■ **Directions for this task**
Count the lines in the records below that contain the string "platform", and give only that number.

■ **Information supplied**
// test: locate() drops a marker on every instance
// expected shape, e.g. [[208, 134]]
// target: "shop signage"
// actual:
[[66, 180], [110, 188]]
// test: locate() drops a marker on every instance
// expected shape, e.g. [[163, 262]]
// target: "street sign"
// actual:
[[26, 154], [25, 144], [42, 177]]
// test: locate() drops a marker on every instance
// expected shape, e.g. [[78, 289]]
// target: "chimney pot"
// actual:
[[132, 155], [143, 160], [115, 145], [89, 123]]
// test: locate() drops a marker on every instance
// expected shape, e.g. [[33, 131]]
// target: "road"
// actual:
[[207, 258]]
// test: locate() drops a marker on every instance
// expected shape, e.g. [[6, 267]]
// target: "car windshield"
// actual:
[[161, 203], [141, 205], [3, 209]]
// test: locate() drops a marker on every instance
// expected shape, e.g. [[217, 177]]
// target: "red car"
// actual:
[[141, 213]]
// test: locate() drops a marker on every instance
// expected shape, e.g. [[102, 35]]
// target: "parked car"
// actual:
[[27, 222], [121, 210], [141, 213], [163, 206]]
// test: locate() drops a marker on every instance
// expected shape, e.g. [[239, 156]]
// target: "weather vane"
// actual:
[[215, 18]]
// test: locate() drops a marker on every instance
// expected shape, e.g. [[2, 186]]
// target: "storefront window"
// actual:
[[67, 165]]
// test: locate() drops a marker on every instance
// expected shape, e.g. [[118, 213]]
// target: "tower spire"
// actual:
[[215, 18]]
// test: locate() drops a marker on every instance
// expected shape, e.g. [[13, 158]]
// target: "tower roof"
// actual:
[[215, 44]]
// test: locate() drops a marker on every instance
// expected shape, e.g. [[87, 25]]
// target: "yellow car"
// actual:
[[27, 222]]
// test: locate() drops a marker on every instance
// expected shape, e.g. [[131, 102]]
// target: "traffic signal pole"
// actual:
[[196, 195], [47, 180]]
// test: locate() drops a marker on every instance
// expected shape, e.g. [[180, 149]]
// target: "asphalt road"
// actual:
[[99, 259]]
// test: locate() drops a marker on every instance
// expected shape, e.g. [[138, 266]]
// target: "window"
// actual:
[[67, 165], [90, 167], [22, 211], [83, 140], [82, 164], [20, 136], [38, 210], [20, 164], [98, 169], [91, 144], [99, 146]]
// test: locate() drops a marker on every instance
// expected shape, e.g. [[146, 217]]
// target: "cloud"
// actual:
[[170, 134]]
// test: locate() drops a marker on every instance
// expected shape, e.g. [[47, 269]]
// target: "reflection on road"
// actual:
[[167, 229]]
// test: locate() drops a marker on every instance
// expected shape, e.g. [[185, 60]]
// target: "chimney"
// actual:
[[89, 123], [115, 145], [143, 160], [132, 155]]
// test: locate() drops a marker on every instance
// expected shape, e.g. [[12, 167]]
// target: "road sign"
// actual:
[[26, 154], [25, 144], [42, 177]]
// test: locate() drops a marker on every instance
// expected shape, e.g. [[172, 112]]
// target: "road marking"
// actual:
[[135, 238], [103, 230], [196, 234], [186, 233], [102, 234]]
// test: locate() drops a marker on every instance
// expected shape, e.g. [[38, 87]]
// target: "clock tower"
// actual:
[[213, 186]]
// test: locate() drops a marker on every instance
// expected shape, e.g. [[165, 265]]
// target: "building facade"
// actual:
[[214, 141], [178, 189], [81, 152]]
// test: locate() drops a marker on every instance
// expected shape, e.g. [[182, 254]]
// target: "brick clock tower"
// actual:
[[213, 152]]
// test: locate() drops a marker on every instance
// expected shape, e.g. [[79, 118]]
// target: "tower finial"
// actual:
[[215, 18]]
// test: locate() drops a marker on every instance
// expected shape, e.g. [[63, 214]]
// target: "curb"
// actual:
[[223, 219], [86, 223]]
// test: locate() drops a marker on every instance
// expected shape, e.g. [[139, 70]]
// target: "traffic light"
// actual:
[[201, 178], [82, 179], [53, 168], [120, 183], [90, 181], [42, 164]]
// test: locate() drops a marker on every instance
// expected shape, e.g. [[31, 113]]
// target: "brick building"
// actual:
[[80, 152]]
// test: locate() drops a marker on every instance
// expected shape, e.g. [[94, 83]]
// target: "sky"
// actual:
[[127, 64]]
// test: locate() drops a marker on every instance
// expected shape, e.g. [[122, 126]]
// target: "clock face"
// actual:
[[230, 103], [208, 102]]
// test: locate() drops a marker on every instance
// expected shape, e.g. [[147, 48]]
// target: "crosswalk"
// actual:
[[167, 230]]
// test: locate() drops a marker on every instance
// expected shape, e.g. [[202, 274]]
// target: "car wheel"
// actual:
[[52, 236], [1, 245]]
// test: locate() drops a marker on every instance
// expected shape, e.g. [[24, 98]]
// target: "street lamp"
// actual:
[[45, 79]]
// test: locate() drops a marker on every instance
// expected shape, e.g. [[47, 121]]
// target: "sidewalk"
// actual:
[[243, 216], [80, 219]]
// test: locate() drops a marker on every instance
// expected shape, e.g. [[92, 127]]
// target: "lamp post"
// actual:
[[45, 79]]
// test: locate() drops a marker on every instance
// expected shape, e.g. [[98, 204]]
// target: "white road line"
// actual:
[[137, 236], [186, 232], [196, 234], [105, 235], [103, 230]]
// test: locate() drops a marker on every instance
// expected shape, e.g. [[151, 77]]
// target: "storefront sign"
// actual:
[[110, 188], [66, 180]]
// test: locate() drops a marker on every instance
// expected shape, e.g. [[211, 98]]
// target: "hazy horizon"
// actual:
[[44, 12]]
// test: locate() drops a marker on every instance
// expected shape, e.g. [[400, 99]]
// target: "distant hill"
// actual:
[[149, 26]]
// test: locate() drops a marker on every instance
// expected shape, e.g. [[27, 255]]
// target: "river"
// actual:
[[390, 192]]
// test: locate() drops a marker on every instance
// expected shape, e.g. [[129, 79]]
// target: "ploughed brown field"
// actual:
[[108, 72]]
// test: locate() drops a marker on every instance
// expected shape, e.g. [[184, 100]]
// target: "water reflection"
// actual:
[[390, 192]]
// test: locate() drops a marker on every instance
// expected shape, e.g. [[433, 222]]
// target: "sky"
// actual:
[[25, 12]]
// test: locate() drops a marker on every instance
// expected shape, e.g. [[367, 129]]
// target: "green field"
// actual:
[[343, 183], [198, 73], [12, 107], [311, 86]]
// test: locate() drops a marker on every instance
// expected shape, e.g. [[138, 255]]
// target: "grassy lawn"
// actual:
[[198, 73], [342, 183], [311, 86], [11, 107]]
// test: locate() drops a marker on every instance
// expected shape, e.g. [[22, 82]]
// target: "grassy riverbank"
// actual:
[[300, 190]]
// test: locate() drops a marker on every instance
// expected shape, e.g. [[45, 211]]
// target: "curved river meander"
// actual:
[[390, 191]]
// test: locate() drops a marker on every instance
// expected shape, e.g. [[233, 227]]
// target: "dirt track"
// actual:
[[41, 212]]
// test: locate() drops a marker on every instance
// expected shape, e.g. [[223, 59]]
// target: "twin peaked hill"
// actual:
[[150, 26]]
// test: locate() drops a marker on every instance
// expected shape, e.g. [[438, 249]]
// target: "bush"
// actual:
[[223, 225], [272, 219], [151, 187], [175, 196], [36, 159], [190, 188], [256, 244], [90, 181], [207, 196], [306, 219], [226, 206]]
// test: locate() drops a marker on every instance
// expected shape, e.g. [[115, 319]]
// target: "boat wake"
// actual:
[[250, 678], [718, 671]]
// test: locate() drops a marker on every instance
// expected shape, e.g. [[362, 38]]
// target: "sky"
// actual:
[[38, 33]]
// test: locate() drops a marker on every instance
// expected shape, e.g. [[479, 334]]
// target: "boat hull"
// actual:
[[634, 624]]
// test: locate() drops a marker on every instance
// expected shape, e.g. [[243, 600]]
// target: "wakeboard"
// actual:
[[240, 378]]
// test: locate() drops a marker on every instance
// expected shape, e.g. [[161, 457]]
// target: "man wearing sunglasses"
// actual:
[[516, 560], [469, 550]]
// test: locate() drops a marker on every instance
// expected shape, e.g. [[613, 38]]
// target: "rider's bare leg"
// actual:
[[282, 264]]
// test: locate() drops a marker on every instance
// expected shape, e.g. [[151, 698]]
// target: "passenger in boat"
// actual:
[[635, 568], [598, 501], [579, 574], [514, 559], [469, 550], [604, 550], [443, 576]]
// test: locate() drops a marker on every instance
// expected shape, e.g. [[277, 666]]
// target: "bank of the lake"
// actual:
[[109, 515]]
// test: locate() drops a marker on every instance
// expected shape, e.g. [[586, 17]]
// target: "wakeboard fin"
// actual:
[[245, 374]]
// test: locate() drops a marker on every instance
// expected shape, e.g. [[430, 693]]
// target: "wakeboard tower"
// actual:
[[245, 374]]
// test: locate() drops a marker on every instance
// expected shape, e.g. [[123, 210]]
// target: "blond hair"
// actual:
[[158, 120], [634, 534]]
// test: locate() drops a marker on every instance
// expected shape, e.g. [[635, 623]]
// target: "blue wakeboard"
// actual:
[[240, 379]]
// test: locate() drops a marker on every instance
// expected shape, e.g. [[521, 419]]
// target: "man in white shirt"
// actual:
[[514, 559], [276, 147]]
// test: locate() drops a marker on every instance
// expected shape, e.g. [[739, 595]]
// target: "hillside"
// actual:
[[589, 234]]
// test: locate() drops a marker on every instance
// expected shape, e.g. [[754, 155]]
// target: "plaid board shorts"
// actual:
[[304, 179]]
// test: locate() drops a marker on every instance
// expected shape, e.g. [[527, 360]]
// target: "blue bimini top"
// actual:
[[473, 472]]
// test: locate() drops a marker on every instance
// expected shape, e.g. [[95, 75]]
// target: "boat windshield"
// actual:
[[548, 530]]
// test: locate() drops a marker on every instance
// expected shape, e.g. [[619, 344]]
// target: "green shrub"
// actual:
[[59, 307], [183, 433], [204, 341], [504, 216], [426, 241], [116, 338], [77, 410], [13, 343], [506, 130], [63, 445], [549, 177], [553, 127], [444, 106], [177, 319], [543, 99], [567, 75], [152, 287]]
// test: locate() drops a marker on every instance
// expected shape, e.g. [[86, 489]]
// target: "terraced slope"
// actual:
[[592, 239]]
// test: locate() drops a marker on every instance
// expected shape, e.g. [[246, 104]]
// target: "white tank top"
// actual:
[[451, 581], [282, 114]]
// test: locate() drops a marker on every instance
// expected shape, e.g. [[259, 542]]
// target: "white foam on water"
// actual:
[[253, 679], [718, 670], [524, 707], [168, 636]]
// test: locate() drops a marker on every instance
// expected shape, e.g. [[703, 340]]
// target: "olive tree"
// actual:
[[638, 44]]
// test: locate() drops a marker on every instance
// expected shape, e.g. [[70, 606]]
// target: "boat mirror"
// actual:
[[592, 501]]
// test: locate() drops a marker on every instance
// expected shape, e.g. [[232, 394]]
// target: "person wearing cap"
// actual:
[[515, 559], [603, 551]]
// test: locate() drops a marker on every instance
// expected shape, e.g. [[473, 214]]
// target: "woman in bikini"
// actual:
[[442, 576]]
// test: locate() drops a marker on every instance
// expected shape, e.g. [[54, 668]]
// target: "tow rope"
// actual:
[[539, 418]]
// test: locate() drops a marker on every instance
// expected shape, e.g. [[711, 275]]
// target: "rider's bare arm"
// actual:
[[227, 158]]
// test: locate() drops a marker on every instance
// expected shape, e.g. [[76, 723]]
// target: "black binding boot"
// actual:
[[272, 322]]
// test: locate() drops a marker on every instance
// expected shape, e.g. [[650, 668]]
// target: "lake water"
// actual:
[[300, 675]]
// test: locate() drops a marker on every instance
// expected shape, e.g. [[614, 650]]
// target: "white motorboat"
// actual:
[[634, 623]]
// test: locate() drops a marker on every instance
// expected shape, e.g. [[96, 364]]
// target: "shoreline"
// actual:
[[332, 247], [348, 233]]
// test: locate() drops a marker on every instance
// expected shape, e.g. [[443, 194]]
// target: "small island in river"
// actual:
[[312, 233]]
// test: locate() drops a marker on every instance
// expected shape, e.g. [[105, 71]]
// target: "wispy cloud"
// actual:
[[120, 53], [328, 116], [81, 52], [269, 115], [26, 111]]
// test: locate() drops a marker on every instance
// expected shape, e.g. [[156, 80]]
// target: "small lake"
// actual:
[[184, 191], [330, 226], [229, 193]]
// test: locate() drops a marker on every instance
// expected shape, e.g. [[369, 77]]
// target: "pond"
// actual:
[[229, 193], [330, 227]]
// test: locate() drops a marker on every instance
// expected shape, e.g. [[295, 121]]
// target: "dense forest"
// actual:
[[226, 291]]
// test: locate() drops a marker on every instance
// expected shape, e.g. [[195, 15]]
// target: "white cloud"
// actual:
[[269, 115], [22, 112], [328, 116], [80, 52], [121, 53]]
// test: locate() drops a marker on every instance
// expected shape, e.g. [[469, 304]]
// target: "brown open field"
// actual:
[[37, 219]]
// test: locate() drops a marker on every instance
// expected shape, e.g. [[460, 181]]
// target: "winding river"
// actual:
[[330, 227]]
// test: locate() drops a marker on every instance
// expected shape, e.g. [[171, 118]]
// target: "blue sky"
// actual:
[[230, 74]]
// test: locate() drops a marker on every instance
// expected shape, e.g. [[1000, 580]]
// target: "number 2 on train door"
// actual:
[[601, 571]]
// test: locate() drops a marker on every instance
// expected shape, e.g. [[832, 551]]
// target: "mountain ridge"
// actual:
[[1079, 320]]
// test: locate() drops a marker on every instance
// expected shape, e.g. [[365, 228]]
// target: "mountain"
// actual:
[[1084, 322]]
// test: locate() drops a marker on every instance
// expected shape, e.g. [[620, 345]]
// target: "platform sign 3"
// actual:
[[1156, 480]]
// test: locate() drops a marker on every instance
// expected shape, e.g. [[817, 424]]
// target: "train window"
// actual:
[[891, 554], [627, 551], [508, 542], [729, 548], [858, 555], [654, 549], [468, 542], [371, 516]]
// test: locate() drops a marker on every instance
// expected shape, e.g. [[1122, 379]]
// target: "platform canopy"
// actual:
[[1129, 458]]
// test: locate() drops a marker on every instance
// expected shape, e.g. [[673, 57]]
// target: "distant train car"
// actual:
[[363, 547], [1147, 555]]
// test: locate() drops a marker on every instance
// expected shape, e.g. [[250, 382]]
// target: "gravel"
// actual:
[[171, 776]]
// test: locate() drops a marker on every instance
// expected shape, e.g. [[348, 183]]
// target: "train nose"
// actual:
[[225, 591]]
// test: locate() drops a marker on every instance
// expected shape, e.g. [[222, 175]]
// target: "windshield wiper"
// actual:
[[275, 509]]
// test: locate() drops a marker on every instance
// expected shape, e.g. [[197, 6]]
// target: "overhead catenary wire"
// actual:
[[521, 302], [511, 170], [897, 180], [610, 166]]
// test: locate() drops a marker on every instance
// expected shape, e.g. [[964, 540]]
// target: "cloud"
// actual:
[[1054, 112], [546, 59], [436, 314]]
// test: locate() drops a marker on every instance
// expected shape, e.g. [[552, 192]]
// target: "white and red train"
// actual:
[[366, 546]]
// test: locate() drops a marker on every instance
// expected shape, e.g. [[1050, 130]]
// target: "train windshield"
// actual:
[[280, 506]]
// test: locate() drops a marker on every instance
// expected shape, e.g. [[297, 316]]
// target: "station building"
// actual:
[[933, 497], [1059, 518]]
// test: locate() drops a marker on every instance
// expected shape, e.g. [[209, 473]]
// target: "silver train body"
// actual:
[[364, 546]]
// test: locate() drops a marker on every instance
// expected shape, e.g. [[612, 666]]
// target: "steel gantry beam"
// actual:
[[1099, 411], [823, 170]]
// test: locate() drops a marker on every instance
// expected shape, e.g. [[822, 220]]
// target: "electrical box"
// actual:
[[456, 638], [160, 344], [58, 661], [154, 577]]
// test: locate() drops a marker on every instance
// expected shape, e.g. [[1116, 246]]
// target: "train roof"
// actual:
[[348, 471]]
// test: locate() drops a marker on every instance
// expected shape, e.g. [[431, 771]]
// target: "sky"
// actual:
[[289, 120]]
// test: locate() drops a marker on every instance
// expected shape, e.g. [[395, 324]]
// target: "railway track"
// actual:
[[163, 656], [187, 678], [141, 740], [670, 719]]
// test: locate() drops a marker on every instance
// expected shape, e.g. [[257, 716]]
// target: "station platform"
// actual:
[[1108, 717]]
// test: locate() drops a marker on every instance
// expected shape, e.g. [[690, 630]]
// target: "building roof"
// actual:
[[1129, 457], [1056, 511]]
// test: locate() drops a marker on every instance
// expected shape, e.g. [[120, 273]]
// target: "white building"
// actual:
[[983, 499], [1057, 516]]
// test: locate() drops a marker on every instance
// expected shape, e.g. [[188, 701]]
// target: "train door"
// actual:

■ **Full response**
3